**Objective**
Below are some records; give them all again exactly, but not the pictures.

--------------------

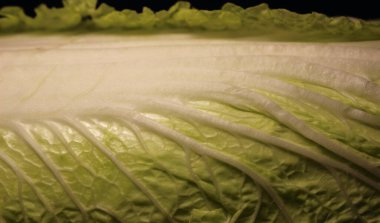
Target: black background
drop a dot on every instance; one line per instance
(365, 9)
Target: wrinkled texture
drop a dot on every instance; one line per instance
(259, 20)
(177, 128)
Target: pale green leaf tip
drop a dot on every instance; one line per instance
(231, 19)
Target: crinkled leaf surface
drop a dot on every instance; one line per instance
(188, 128)
(177, 128)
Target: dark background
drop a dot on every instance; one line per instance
(365, 9)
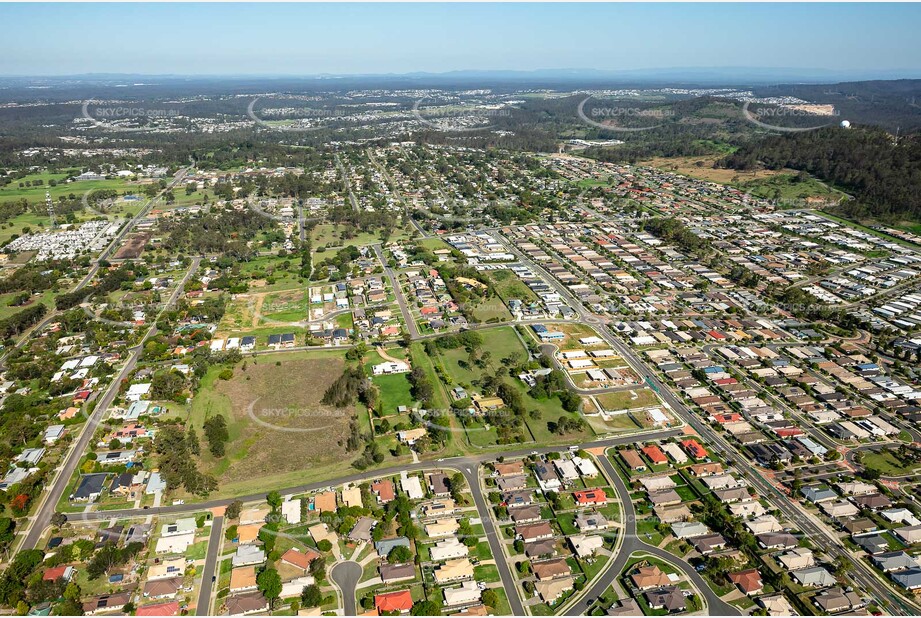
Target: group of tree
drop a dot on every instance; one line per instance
(216, 434)
(178, 463)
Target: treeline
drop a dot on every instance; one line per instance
(224, 231)
(676, 232)
(883, 174)
(177, 450)
(19, 322)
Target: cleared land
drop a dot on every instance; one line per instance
(287, 396)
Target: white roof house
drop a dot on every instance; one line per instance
(176, 543)
(291, 511)
(411, 486)
(136, 392)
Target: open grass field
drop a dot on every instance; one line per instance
(702, 167)
(286, 306)
(491, 310)
(331, 236)
(628, 400)
(786, 187)
(508, 285)
(769, 184)
(276, 422)
(887, 462)
(503, 343)
(37, 193)
(394, 391)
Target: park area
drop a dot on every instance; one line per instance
(280, 432)
(506, 350)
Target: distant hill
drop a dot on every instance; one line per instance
(892, 104)
(884, 174)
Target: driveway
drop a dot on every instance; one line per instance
(346, 575)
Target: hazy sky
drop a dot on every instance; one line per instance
(305, 39)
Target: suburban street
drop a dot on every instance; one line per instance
(42, 517)
(631, 544)
(346, 575)
(215, 541)
(405, 309)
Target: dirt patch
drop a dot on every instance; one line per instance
(133, 246)
(278, 423)
(702, 168)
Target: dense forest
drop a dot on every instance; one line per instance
(881, 172)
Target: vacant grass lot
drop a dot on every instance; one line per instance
(508, 285)
(503, 343)
(296, 431)
(887, 462)
(628, 400)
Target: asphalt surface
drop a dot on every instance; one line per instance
(51, 317)
(496, 546)
(810, 527)
(861, 573)
(346, 575)
(632, 544)
(203, 605)
(450, 462)
(398, 292)
(42, 517)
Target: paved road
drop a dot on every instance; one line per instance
(450, 462)
(398, 292)
(805, 522)
(496, 545)
(346, 575)
(203, 606)
(861, 573)
(346, 184)
(632, 544)
(42, 517)
(51, 317)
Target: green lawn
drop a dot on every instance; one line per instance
(394, 391)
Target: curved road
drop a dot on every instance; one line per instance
(346, 575)
(631, 544)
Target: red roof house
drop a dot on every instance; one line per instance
(159, 609)
(655, 454)
(590, 496)
(694, 449)
(748, 581)
(401, 601)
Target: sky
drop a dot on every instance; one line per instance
(310, 39)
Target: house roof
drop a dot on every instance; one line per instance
(649, 577)
(400, 601)
(170, 608)
(748, 580)
(243, 577)
(298, 558)
(548, 569)
(244, 603)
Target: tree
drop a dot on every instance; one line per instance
(233, 509)
(426, 608)
(399, 554)
(311, 596)
(269, 583)
(217, 435)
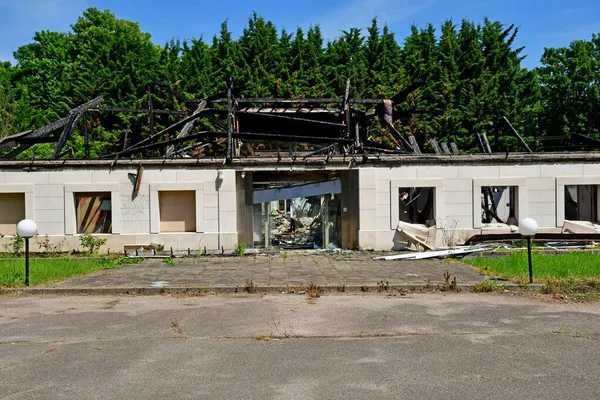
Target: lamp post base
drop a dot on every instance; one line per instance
(529, 258)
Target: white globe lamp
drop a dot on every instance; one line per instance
(528, 227)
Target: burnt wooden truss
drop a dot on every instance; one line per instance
(240, 127)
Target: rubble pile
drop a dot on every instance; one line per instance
(286, 231)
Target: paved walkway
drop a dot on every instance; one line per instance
(350, 270)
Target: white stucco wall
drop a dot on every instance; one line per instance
(458, 188)
(49, 202)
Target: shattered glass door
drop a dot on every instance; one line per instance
(304, 222)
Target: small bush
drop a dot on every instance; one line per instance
(46, 245)
(486, 286)
(314, 291)
(15, 246)
(90, 243)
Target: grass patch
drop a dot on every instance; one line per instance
(47, 270)
(576, 288)
(565, 266)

--------------------

**Correct output**
Target: black background
drop a dot on every instance; one line per instance
(365, 9)
Target: wrinkled texture
drop a dot on every instance; one line per instance
(259, 20)
(177, 128)
Target: pale green leaf tip
drop a dot on every instance; one line per instance
(231, 19)
Target: crinkled leaf surface
drop a dot on every instance; one line per instance
(188, 128)
(177, 128)
Target: dark background
drop a dot on every instance; one line per instance
(365, 9)
Target: group of tree
drop a dot on every instance; one line per instance
(216, 434)
(178, 463)
Target: treeline
drop a dot on every instance; one line per instance
(224, 231)
(676, 232)
(883, 174)
(177, 450)
(19, 322)
Target: cleared land
drop a dot on every instance; one line per instance
(287, 396)
Target: white roof house
drop a dot on every instance; one line per instance
(176, 543)
(291, 511)
(411, 486)
(136, 392)
Target: open grass field
drop a dot on every instance; one line per instance
(702, 167)
(286, 306)
(491, 310)
(331, 236)
(628, 400)
(786, 187)
(508, 285)
(769, 184)
(276, 422)
(887, 462)
(503, 343)
(37, 193)
(394, 391)
Target: park area
drop a dot on every instance; one line per instance
(280, 432)
(506, 350)
Target: distant hill
drop a dot on every instance; one line per instance
(892, 104)
(884, 174)
Target: driveway
drop a dot on every instance; one line per instance
(346, 575)
Target: hazy sky
drop a dot on every instance; one line per instance
(305, 39)
Target: suburban street
drop a dot on every instance; one line per instance
(42, 517)
(631, 544)
(346, 575)
(215, 541)
(405, 309)
Target: dirt patch
drop a dot on every instance; one line per instance
(133, 246)
(278, 423)
(702, 168)
Target: dense forest
drop a dot on every instance; one line per instance
(881, 172)
Target: vacant grass lot
drop a dot on every instance; one line per instance
(508, 285)
(503, 343)
(296, 431)
(887, 462)
(628, 400)
Target: asphalt surface
drop a dot on every instance; one line per instance
(51, 317)
(496, 546)
(810, 527)
(861, 573)
(346, 575)
(632, 544)
(203, 605)
(450, 462)
(398, 292)
(42, 517)
Target: paved road
drop a dot on every instance; one line per instance
(450, 462)
(398, 292)
(805, 522)
(496, 545)
(346, 575)
(203, 606)
(861, 573)
(346, 184)
(632, 544)
(42, 517)
(51, 317)
Target: green lawn
drop a dot on every instance; one line per instance
(394, 391)
Target: curved road
drop a dot on every instance; one line per instance
(346, 575)
(631, 544)
Target: red roof house
drop a dot on every instance; one line per instance
(159, 609)
(655, 454)
(590, 496)
(694, 449)
(748, 581)
(401, 601)
Target: sky
drop a dot on every instance; one line per instance
(310, 39)
Target: house roof
drop a dot on every instance; one line per instance
(649, 577)
(400, 601)
(170, 608)
(748, 580)
(243, 577)
(298, 558)
(548, 569)
(244, 603)
Target: tree
drop a dot on every instance; one line per instance
(233, 509)
(426, 608)
(399, 554)
(311, 596)
(269, 583)
(217, 435)
Target: lamp post base
drop a dot on every instance; one line per instance
(529, 258)
Target: white globe lamp
drop a dot on every instance; one line per instance
(528, 227)
Target: burnt wooden truss
drop a dot on every instance; one line per instance
(240, 127)
Target: rubble pile
drop a dot on every instance; one line per instance
(286, 231)
Target: paved walkway
drop a dot on every instance; one line per instance
(350, 270)
Target: white stucco wall
drop a dot on every instance; one line per instance
(458, 188)
(49, 202)
Target: shattered glass door
drop a dot on every instance; one line per instance
(304, 222)
Target: small bush
drop a dot on every instance; one line per instance
(46, 245)
(486, 286)
(314, 291)
(15, 246)
(90, 243)
Target: grass patch
drop a dot on every instance; one line per instance
(47, 270)
(576, 288)
(565, 266)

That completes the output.